| EXERCISE OBJECTIVE |
Would you copy out the whole listing exactly as given?

::: DATASET ROWS

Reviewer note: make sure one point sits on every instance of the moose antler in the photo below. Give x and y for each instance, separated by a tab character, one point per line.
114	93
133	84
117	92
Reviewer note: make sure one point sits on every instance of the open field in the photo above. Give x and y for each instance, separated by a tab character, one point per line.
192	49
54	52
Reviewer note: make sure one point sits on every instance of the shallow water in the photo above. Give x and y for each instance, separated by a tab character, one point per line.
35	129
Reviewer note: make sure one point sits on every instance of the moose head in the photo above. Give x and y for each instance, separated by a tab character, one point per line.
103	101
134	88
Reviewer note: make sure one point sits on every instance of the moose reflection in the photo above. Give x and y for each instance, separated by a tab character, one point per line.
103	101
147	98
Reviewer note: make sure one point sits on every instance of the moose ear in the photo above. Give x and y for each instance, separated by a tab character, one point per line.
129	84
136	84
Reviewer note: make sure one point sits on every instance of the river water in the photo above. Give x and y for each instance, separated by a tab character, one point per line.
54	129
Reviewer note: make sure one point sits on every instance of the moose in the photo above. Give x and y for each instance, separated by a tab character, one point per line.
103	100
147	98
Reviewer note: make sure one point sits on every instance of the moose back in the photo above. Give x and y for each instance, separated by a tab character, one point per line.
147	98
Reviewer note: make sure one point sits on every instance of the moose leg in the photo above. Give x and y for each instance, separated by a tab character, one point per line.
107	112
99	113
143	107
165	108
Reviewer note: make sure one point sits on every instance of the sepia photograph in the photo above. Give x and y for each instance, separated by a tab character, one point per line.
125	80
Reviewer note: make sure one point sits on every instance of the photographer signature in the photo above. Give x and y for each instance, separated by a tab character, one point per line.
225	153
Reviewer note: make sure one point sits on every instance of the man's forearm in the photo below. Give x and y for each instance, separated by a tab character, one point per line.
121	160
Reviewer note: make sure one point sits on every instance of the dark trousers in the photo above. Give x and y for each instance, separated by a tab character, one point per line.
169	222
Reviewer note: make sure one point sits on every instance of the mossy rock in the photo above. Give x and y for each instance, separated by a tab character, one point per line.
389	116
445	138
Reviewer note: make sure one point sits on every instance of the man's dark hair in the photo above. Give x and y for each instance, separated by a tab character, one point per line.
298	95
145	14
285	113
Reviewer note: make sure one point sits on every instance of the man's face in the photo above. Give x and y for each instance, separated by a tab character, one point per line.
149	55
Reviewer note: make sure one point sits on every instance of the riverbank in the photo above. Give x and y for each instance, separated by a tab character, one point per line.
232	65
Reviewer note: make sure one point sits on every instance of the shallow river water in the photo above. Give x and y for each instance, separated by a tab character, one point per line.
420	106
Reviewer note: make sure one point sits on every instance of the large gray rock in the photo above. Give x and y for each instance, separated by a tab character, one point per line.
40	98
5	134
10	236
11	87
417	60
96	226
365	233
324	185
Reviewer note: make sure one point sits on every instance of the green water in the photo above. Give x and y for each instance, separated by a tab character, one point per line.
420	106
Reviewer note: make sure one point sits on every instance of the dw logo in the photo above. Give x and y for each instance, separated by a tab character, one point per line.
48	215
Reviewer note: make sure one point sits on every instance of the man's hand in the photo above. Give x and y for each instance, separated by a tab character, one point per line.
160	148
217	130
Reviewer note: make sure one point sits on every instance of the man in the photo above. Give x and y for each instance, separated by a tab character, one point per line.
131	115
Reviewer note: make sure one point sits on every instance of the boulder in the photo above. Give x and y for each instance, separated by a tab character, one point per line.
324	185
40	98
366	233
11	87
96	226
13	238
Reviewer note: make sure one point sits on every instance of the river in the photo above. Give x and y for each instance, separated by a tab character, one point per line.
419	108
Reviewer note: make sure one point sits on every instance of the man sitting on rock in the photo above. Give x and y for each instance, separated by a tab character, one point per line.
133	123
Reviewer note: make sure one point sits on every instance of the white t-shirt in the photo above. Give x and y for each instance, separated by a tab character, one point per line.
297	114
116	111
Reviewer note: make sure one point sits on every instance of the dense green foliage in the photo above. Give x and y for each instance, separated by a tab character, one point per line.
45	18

::::::

| EXPECTED ANSWER |
Reviewer note: make sure one point sits on every instance of the moose antler in the photo below. Give x and y for each instance, separated by a tab character, one point per line.
114	93
133	84
117	92
Reviewer note: make sure one point sits on every instance of the open field in the photo above. Give x and y for each instance, separated by a tab character, one point per line.
192	49
54	52
Reviewer note: make sure one point sits on every instance of the shallow water in the photo above. Give x and y for each instance, separated by a tab character, one point per line.
35	129
Reviewer note: make sure one point sits on every instance of the moose head in the photo above. Give x and y for each instance, separated by a tab character, one point per line.
103	101
134	88
Reviewer note: make sure one point sits on every instance of the moose reflection in the photo above. Give x and y for each instance, separated by a tab character, one point per line.
103	101
147	98
Reviewer note: make sure one point sits on every instance of the moose ear in the photo above. Give x and y for each instance, separated by a tab character, one point per line.
129	84
136	84
Reviewer note: make sure one point sits on every instance of the river water in the photo above. Give x and y for each instance, separated by a tab character, one point per line.
54	129
Reviewer note: make sure one point sits on every instance of the moose in the photo above. Give x and y for each instance, separated by a tab character, one point per line.
103	100
147	98
Reviewer note: make sure one point sits on every instance of the moose back in the photo above. Give x and y for each instance, separated by a tab character, one point per line.
147	98
Reviewer note: make sure one point sits on every instance of the moose leg in the photo above. Give x and y for each instance, separated by a tab character, one point per line.
107	112
99	113
143	107
165	108
Reviewer note: make sure one point sits on every instance of the sepia photograph in the photo above. Give x and y for each instance, separated by a tab character, one point per line.
125	80
Reviewer note: make sure one point sits on every instance of the photographer signature in the photo above. Give x and y for each instance, separated by a tab character, one point per line.
225	153
Reviewer note: make sure one point sits on every instance of the man's forearm in the photo below. Give x and y for each instance, separated by a tab character, one point per line.
121	160
Reviewer note: make sure one point sits on every instance of the dark trousers in the photo above. Give x and y for each instance, separated by a tab character, one point per line.
169	222
Reviewer note: make sure one point sits on every instance of the mossy rock in the photo above. Give x and y for each instance, separated by a tab character, one point per line.
389	116
445	138
Reviewer note: make sure one point sits on every instance of the man's dark hair in the photo above. Give x and y for each instance, separated by a tab character, one point per line.
298	95
145	14
285	113
Reviewer note: make sure one point sits on every instance of the man's face in the photo above. Give x and y for each instance, separated by a tab character, one point per line.
149	55
Reviewer note: make sure one point sits on every instance of the riverbank in the photo above. Give x and y for each instance, separated by a tab character, one point per line.
232	65
Reviewer note: make sure one point sits on every instance of the shallow river water in the photo above. Give x and y for each instance, separated by a tab character, one point per line.
420	106
Reviewer note: make sure one point sits on every instance of the large gray rock in the photo above. Give x and y for each instance, separated by a tab character, one point per line.
40	98
5	134
10	236
11	87
417	60
96	226
365	233
324	185
Reviewer note: make sure one point sits on every instance of the green water in the photo above. Give x and y for each instance, separated by a tab character, one point per line.
420	106
Reviewer note: make sure one point sits on every instance of the dw logo in the photo above. Give x and y for each instance, separated by a tab character, one point per line.
48	215
Reviewer note: make sure one point sits on every instance of the man's hand in the photo above. Give x and y for each instance, separated by a tab character, one point per line.
160	148
217	130
Reviewer note: make sure one point sits on every instance of the man in the photo above. Give x and y for each instance, separated by a tab character, one point per line.
131	115
Reviewer note: make sure one point sits on every instance of the boulder in the photo above. Give x and y for each instance, separated by a tab character, one point per line.
324	185
40	98
366	233
11	87
96	226
13	238
Reviewer note: make sure one point sits on every instance of the river in the photo above. Give x and y for each instance, separated by a tab character, one point per line.
419	108
Reviewer note: make sure one point sits on every instance of the man sitting on rock in the photo above. Give x and y for each instance, separated by a tab character, one point per line.
133	123
Reviewer note: make sure one point sits on every instance of the white t-shirt in the photo above. Give x and y for each instance, separated by a tab character, one point per line.
297	114
116	111
Reviewer note: make sure one point sits on every instance of the dense green foliage in the photo above. Give x and y for each instance, separated by a tab character, one point per line.
45	18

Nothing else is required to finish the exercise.